**** Supplied text

# Most Underrated Comics-Based Films



## Zaelapolopollo (Jan 10, 2013)

So thanks to Nolan Batman and the Marvel Cinematic Universe, liking superhero flicks is "Cool."
But these new movies have sadly overshadowed other films that deserve love. For one, I noticed a lot of people forget there were quality comic book movies before X-Men or Blade. (some people consider X-Men bad nowadays but it still repaired the reputation of this subgenre) 

So yes, what are your Top 5 or 10 or whatever Most Underrated Comic-Based Movies?

_The Crow_ has to be up there. I would also say _Hulk_ but I recognize that movie had a lot of problems that keep it down.


----------



## Zen-aku (Jan 10, 2013)

I Must be the only person ont he webz who thinks  X3 was actually pretty good


----------



## Ash (Jan 10, 2013)

I loved Superman Returns and The Punisher. A lot of people apparently didn't.


----------



## Stunna (Jan 10, 2013)

The Rocketeer. /thread


----------



## James Bond (Jan 10, 2013)




----------



## Rukia (Jan 10, 2013)

Does Battle Royale count?


----------



## TetraVaal (Jan 10, 2013)

'Punisher: War Zone.'


----------



## MartialHorror (Jan 11, 2013)

I'd probably say the 2003 Hulk, even though Im not really a big fan of it. I tend to get annoyed when people dismiss it compared to the insanely mediocre and stupid (but also sort of enjoyable) 2008 version just because "it's closer to the comic books".


----------



## Grape (Jan 11, 2013)

The Dark Knight Rises.


----------



## Ippy (Jan 11, 2013)

The Amazing Spiderman.

I thought the interplay and chemistry between Peter Parker and Gwen Stacy was brilliant (helped that they're IRL bf/gf), the action was good, and they handled Parker's origin story well.  I also liked Garfield's portrayal of Parker.  The traditional Spidey smartass lines were smoothly delivered.

My only complaint is... WHY ANOTHER ORIGIN STORY???

********

What is asked
A. Rewrite the paragraph in the underrated comic-based films thread that begins "I thought the interplay and chemistry" as a short bulleted list that keeps its main points.
B. Extend the underrated comic-based films thread by writing the next reply after its final post.

**** Stored records

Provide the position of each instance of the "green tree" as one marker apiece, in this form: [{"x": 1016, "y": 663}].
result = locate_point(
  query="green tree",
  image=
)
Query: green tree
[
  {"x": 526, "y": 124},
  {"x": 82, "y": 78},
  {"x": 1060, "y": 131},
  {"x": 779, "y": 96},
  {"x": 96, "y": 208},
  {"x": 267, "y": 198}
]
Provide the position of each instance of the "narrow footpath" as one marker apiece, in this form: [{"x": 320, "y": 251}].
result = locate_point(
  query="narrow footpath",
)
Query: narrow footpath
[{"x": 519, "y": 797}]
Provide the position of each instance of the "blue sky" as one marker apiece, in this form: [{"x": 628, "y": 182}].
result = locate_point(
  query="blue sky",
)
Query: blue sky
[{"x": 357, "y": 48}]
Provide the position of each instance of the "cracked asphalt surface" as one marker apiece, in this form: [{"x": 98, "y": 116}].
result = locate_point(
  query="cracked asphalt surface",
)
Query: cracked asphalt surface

********

Outputs for the tasks
A.
- The interplay and chemistry between Peter Parker and Gwen Stacy was brilliant, helped by the actors being a real-life couple.
- The action was good.
- Parker's origin story was handled well.
- Garfield's portrayal of Parker was enjoyable, and the traditional Spidey smartass lines were delivered smoothly.

B.
TetraVaal said:


> 'Punisher: War Zone.'


Yes.

This is the Punisher everyone wanted to see, but when it finally came out, no one fucking watched it.

It was The Punisher as he was meant to be: a badass killer.  Fucking period.



Grape Krush said:


> The Dark Knight Rises.


Agreed.


----------



## Sanity Check (Jan 11, 2013)

MMAthematician said:


> The Amazing Spiderman.



this.

2nd punisher movie was great too


----------



## Perverted King (Jan 11, 2013)

Coulson? So is this a prequel?


----------



## Jena (Jan 12, 2013)

I'm assuming this is about live-action comic book movies?

Other than movies already listed in this thread, I still love the original Superman movie (and Superman II), although I don't think those are underrated. Hellboy was also pretty decent.


----------



## Grape (Jan 12, 2013)

Superman 1 and 2 are overrated if anything. Very overrated.


----------



## Stunna (Jan 12, 2013)

Mos'       def.


----------



## Jena (Jan 12, 2013)

Grape Krush said:


> Superman 1 and 2 are overrated if anything. Very overrated.



Yeah, you're probably right.


----------



## Stunna (Jan 12, 2013)

I think the first one is alright, but I don't think Superman II is good _at all._


----------



## Grape (Jan 12, 2013)

I just dislike Superman 

Not even God could help write a script that would make Supes interesting, and believe me, he's trying


----------



## Jena (Jan 12, 2013)

Grape Krush said:


> I just dislike Superman
> 
> Not even God could help write a script that would make Supes interesting, and believe me, he's trying



Anyone who dislikes Superman should read All-Star Superman and then re-evaluate disliking him.


----------



## Cyphon (Jan 12, 2013)

Well I don't pay much attention to reception and those sorts of things but based on what others are saying I would support the notion that The Punisher should be praised. That was a really good movie IMO.


----------



## kluang (Jan 12, 2013)

V for Vendetta


----------



## Jeff (Jan 12, 2013)

The Mask.

No one talks about it anymore, but I loved it during my "omg Jim Carrey is fucking insane" time in my childhood.

Also liked Hellboy.


----------



## Ippy (Jan 12, 2013)

Grape Krush said:


> I just dislike Superman
> 
> Not even God could help write a script that would make Supes interesting, and believe me, he's trying


He's fucking boring, from his powers to his personality.  He's a goody two shoes in a way that makes him alien in more ways that one.

The only way to make Superman interesting is to:

a. Make him a little less saintly.  Just about no one can realistically relate.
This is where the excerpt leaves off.